Excerpts of bounding box data
______________________________

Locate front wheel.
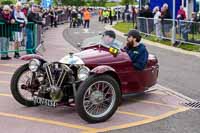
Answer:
[75,75,121,123]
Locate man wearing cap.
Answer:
[124,30,148,71]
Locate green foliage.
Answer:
[121,0,138,5]
[0,0,16,5]
[62,0,85,6]
[105,2,120,7]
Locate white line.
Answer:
[157,84,196,102]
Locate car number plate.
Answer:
[33,96,56,107]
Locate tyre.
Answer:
[10,64,36,107]
[75,75,121,123]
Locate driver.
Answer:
[124,30,148,71]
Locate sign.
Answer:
[41,0,53,8]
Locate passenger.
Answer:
[124,30,148,71]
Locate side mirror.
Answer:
[109,47,119,57]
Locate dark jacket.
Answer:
[125,43,149,71]
[28,12,42,25]
[0,12,13,38]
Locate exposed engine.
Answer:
[40,62,74,102]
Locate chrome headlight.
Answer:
[59,54,84,65]
[29,59,41,72]
[77,66,90,81]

______________________________

### PROBLEM REQUIREMENTS
Rewrite the records above, changing "Locate" to "Find" wherever it occurs and keeping everything else the same. Leave the pictures out.

### THE OUTPUT
Find front wheel.
Answer:
[75,75,121,123]
Find man wearing cap.
Answer:
[124,30,148,71]
Find green foliage.
Answer:
[121,0,138,5]
[0,0,16,5]
[62,0,85,6]
[105,2,120,7]
Find white line.
Answer:
[157,84,196,102]
Find car number plate.
Answer:
[33,96,56,107]
Find tyre.
Answer:
[10,64,36,107]
[75,75,121,123]
Find driver.
Answer:
[124,30,148,71]
Find sign.
Answer:
[41,0,53,8]
Find passenger.
Answer:
[124,30,148,71]
Find side mirror.
Answer:
[109,47,119,57]
Find dark jacket.
Answer:
[125,43,149,71]
[28,12,42,25]
[0,12,13,38]
Find exposed engine.
Answer:
[40,62,74,102]
Find chrome headlight.
Answer:
[59,54,84,65]
[29,59,41,72]
[77,66,90,81]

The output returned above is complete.